**DOCUMENTO DE ORIGEM**:
Com somente a roupa do corpo e nada mais, no meio daquele frio todo, meu pai olhou no fundo dos meus olhos e murmurou: "Que bom que você não estava aqui com as meninas. Que bom que nós não estávamos aqui. Que bom que você está aqui agora." Naquele momento, ganhei o único presente de Natal que esperei a minha vida inteira para receber: o amor do meu pai.

Que todos vocês ganhem, nesse fim de ano, o que mais almejaram a vida inteira - em tamanho, em intensidade, em eternidade.

Beijos meus e das meninas. Não sumam.

9 comentários:

Patricia Daltro disse...

Suzana, obrigada por, mesmo nesse momento tão difícil que você e sua família estão passando, desejar a nós todos esses votos tão bonitos.

Que Deus ilumine a todos ai, não só nesse natal, mas todos os dias das suas vidas, dando-lhes força, amor, companheirismo e felicidades.

E saiba, que mesmo em silêncio, creio que falo por todos que te lêem, estamos sempre por aqui.

beijos,

Anônimo disse...

Ganhaste o presente mais bonito que alguém poderia receber> Linda tua mensagem!!!

**DADOS FORNECIDOS**:

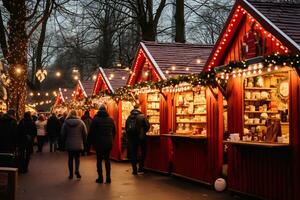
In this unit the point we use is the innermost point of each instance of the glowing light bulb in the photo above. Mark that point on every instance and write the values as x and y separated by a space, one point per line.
57 74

**ENUNCIADO**:
Responda a estas perguntas com base no documento de origem:
1. Que presente de Natal quem escreve esperou a vida inteira para receber?
2. Quantos comentários a publicação indica ter?
3. Quem assina o primeiro comentário?

**RESPOSTA ESCRITA**:
1. O amor do pai.
2. Nove comentários.
3. Patricia Daltro.